Excerpted passage>
It’s in a two-acre forest clearing, and although there are tombstones dating back to the 1880s, there are several of graves of people buried in recent years. There are plots that have been reserved, judging by the blank spaces for death dates on tombstones, making the cemetery a particularly curious case.

While the city said there are no more burials at the cemeteries it owns, Bruce Penney said there was one at Torbolton Cemetery as early as three weeks ago.

Penney, 66, and other local families take care of the grounds, which explains why the city didn’t spend a cent on the upkeep in 2016. He’s the one who digs the graves, as long as the funeral home shows a death certificate. The city knows about the arrangement, he said.

It must have been around municipal amalgamation in 2001 that the cemetery became city property, Penney said, but the volunteer families are perfectly happy with being in charge of the its operations without the city’s interference.

Extracted data>
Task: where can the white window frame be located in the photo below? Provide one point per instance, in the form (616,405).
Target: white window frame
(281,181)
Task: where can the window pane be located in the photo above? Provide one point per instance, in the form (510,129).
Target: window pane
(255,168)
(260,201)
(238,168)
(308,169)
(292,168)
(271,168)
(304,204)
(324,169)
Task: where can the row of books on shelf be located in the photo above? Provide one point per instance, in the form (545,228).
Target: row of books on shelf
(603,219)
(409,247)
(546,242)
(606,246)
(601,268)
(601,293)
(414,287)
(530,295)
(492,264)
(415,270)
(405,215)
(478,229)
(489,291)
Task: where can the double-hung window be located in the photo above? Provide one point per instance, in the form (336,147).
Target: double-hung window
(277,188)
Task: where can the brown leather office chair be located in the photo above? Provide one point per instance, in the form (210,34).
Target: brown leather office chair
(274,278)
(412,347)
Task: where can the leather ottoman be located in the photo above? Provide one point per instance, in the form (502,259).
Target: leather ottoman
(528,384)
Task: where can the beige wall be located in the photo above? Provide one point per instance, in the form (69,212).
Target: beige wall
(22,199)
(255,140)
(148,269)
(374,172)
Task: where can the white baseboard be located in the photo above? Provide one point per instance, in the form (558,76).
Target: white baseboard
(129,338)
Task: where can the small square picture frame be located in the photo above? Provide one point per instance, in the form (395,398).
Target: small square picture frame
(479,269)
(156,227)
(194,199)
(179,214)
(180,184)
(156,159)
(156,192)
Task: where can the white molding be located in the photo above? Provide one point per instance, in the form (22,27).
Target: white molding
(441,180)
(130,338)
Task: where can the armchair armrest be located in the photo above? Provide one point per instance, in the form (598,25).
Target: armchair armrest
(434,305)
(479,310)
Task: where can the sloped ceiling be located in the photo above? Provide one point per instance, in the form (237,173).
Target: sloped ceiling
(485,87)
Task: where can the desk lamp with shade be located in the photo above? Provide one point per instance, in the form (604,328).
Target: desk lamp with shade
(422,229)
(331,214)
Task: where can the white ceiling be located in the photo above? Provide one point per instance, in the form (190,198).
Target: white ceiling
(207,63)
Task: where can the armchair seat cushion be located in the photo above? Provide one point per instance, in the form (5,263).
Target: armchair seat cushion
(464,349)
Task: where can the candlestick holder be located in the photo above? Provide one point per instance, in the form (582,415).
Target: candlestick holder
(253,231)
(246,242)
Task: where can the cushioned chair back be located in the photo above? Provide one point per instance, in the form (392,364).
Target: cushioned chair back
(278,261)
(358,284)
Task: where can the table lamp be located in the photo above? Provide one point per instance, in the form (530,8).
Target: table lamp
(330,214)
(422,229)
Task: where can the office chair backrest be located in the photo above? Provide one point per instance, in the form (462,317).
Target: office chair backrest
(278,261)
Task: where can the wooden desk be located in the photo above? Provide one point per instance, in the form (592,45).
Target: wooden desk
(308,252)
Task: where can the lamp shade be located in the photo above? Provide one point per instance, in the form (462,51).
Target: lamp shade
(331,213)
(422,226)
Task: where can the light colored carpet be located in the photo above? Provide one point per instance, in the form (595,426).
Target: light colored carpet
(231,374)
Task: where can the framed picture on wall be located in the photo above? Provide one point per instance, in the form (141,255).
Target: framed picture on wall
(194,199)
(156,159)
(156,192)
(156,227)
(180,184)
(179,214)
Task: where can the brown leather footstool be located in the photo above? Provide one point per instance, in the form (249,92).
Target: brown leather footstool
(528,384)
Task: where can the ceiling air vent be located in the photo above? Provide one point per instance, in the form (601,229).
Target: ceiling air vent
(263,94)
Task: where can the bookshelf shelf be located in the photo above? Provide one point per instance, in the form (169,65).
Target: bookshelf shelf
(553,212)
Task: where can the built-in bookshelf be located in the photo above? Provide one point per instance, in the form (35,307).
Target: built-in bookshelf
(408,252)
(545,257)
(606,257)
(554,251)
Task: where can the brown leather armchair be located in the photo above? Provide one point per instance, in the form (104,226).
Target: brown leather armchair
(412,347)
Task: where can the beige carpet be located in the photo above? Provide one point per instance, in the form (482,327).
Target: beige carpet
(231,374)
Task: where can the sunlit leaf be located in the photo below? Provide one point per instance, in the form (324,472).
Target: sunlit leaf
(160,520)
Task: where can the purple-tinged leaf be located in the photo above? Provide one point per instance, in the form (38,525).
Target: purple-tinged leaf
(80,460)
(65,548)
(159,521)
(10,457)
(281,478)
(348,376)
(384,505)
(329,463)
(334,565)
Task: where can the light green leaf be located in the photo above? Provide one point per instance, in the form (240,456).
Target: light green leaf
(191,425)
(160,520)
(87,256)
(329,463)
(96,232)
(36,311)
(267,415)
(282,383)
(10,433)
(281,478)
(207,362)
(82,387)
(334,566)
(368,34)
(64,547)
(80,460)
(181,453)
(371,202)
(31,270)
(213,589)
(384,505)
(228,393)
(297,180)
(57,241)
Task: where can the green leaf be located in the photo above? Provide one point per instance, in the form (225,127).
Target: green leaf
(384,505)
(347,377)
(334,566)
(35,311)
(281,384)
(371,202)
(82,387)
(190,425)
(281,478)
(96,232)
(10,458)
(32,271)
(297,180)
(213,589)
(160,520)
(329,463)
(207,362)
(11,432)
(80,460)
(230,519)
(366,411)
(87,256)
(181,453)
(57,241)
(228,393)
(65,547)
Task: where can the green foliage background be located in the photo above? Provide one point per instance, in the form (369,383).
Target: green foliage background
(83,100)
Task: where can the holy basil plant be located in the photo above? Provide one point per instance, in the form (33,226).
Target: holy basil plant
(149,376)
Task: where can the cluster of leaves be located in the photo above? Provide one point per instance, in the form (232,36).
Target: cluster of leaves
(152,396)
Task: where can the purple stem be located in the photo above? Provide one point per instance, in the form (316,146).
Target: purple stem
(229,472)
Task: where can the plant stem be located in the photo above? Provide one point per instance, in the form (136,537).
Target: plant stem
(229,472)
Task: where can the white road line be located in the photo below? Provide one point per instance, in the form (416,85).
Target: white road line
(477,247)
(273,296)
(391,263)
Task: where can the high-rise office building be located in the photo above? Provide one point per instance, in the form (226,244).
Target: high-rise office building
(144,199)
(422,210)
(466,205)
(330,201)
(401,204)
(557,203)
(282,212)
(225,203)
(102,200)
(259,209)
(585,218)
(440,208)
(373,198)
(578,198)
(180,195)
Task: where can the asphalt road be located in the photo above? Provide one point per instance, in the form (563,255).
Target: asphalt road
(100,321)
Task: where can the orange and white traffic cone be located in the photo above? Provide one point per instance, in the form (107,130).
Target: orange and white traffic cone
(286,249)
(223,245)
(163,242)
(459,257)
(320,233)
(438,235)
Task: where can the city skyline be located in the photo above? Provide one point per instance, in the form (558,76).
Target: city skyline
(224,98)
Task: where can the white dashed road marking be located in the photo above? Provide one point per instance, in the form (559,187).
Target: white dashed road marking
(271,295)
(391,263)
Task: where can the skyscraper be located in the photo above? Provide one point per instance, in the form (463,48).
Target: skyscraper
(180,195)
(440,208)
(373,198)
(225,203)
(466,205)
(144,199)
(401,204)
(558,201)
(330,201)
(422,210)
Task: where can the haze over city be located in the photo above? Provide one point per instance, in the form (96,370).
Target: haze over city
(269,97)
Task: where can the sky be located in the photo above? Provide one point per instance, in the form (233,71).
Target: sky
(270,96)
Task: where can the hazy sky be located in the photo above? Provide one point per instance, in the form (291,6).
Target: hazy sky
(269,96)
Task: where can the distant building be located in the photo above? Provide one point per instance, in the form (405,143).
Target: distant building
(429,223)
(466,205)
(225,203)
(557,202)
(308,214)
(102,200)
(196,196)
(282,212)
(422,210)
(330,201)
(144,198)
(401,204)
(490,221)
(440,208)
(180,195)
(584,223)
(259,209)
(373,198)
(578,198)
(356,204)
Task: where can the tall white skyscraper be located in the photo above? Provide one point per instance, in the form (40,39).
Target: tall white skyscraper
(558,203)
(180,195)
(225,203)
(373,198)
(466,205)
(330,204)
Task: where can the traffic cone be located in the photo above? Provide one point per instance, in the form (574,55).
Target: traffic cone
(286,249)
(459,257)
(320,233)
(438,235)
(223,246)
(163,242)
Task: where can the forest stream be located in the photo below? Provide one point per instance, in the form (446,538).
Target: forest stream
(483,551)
==
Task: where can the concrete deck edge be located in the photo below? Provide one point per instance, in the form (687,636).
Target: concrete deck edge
---
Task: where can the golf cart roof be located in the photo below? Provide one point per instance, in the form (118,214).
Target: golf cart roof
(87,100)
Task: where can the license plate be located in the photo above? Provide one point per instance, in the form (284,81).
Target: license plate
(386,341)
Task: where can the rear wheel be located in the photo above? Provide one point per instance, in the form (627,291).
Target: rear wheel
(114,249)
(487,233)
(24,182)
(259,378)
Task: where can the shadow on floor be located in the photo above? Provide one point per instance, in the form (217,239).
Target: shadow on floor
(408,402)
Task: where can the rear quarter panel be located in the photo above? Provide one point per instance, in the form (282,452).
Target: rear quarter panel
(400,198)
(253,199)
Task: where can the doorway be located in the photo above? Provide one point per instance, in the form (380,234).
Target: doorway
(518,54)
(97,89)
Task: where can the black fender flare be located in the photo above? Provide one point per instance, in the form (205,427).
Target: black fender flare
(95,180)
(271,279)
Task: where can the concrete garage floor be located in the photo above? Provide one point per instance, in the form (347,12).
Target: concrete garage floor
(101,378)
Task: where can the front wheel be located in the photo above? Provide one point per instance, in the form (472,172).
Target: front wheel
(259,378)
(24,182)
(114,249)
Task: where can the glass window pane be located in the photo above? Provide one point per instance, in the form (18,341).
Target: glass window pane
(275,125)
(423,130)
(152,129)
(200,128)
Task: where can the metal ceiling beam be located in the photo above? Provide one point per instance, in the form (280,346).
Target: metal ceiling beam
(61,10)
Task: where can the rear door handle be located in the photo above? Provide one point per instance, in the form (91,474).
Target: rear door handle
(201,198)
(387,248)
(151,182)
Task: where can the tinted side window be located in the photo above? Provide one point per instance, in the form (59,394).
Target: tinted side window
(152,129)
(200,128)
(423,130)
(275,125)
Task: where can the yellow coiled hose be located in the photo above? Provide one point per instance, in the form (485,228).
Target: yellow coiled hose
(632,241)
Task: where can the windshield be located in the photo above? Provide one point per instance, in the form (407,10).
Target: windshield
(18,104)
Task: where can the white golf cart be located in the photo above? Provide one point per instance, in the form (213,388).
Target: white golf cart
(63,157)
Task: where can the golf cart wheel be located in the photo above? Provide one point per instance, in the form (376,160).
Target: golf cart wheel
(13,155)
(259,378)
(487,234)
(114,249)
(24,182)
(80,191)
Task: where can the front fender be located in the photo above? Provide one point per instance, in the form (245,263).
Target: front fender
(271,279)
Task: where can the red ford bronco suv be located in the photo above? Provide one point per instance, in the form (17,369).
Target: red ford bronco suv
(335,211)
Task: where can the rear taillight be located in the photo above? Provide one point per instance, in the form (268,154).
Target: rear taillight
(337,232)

Things to do>
A - Translate this sentence from the cemetery passage into Spanish: "He’s the one who digs the graves, as long as the funeral home shows a death certificate."
B - Please pull out each line in the rows that contains the string "side".

Solutions to the problems>
A - Él es quien cava las tumbas, siempre que la funeraria presente un certificado de defunción.

B -
Task: where can the tinted side window be located in the photo above? Provide one point per instance, in the form (59,394).
Target: tinted side window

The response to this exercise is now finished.